◆ **Document passage**:
What is Topological Data Analysis?

Introduction

Topological Data Science(TDA) has been bursting with new applications in machine learning and data science this year. The central dogma of TDA is that data (even complex, and high dimensional) has an underlying shape, and by understanding this shape we can reveal some kind of important information about the process which generate it. For a great survey on TDA for data scientists, check out [1]. One of the ways which TDA helps understand this shape is through persistence homology, which will be briefly explained in this article. For actual computations, giotto-tda is a great toolkit for calculations and examples. The software is free, and instructions for downloading it are aviailable on the giotto-tda Github page along with several Jupyter notebooks highlighting some of the giotto-tda features.

Persistent Homology

The goal of persistent homology is to determine the true topological descriptors of a dataset. As an intuitive motivation, suppose X a is a set of randomly generated points in two-dimensions, such as the one below.

Although real world data is much more complicated than this, it is helpful to understand how TDA applies to datasets which we already understand. We know that the data shown above, for example, is a single connected component with a single hole in the middle. Hence, we should be able to confirm this using persistent homology. But first, we need a few preliminary concepts from Algebraic Topology.

Simplicial Complexes

Simplicial complexes are the main object of study in TDA. They are a topological space which can be thought of as higher dimensional graphs. They are composed by “ gluing together” multiple simplices.

More specifically, given a set X={x₁,…,xd} of affinely independent points in ℝᵈ, a k-dimensional simplex σ=[x₁,…,xₖ] is the convex hull of X.

(a) 0-simplex is a vertex, (b) 1-simplex is a line, (c )2-simplex is a triangle, (d) 3-simplex is a tetrahedron

Simplicies make up simplicial complexes, that is, in a very informal way, we can say that

I am avoiding mathematical rigor here by saying “glued together”, but I think it is more useful to understand what the general vibe is first. The picture below is an example of a simplicial complex with (18) 0-simplexes, (23) 1-simplexes, (8) 2-simplexes, and a single 3-simplex

Notice the way that simplices are glued together. They must be glued in a certain way. To show what I mean by this without getting too technical, consider the non-example shown below.

The motivation for defining simplicial complexes is that we can think of each one of our data points as a simplex, and thus by creating a simplicial complex from these simplices, we are able to extract meaningful topological descriptors which can reveal the shape of our dataset.
But how do know which points in our data represent which simplexes? And how do we actually obtain a simplicial complex?

It’s crucial to keep these questions in mind as we go along, so that we don’t get lost in the abstractions, and to make use of the definitons.

◆ **What this exercise asks**:
1) In the topological data analysis article, what is described as the main object of study in TDA?
2) Copy everything in the topological data analysis article from "The motivation for" down to "a simplicial complex?", word for word.

◆ **Listed records**:
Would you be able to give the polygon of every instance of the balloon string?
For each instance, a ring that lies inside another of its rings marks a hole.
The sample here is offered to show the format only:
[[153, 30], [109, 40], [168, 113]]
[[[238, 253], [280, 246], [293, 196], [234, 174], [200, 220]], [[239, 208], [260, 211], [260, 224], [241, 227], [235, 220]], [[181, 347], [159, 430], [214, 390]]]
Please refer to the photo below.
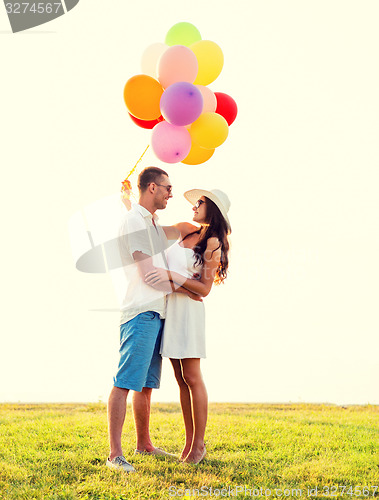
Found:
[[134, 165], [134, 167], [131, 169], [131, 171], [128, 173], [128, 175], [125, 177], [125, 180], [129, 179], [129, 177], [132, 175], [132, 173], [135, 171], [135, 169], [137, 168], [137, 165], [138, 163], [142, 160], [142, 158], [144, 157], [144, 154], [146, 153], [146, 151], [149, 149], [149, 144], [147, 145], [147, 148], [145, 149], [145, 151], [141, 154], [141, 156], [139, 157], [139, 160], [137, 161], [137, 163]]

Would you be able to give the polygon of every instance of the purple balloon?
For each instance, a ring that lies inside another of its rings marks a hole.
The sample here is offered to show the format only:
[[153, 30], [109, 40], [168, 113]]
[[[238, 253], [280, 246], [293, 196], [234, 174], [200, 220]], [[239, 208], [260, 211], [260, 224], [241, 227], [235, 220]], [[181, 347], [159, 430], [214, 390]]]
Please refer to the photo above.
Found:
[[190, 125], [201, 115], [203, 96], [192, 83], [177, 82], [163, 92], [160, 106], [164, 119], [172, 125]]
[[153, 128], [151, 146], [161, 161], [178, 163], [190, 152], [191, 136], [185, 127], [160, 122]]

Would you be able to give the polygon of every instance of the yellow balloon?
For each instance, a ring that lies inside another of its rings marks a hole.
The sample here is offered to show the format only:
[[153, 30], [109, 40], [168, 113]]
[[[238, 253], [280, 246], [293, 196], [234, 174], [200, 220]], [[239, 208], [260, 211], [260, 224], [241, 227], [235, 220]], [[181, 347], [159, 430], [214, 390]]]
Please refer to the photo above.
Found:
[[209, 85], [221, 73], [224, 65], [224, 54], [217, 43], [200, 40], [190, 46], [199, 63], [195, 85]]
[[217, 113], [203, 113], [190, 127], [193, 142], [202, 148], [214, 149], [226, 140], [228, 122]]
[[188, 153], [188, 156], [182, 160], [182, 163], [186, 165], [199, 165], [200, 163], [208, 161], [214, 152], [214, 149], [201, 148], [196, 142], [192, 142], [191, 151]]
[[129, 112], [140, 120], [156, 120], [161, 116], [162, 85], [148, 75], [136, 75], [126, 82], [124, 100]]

---

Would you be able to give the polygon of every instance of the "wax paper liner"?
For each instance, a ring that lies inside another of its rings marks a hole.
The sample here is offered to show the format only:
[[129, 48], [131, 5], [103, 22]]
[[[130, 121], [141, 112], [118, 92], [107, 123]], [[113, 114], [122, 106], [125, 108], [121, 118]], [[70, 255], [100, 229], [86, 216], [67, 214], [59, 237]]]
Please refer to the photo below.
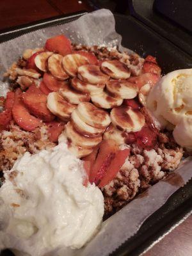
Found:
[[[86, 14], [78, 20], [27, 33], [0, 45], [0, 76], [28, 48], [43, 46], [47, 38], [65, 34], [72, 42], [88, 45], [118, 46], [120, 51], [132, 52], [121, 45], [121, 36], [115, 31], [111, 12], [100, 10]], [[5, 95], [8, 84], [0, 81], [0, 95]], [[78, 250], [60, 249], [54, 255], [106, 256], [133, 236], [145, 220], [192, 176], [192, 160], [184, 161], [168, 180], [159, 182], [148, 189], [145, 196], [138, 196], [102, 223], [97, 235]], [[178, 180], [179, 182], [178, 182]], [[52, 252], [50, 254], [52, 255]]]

--

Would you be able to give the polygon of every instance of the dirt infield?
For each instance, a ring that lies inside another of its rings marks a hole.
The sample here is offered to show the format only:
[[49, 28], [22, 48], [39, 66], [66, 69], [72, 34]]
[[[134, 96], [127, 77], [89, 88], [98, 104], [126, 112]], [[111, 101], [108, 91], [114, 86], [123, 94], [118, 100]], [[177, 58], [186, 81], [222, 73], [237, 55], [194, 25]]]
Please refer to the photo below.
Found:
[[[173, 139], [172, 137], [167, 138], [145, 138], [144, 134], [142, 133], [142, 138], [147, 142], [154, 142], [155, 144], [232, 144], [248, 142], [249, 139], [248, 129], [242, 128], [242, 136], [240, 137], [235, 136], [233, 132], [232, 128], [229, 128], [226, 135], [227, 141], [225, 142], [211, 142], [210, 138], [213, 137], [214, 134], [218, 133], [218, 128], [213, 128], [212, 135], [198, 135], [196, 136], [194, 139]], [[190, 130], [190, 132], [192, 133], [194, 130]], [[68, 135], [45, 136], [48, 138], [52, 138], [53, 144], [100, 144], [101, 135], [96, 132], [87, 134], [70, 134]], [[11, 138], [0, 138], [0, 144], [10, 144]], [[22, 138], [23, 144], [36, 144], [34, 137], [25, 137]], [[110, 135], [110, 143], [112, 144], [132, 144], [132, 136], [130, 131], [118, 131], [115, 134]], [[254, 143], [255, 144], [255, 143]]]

◆ **Answers below**:
1) Simplicial complexes are the main object of study in TDA.

2)
The motivation for defining simplicial complexes is that we can think of each one of our data points as a simplex, and thus by creating a simplicial complex from these simplices, we are able to extract meaningful topological descriptors which can reveal the shape of our dataset.
But how do know which points in our data represent which simplexes? And how do we actually obtain a simplicial complex?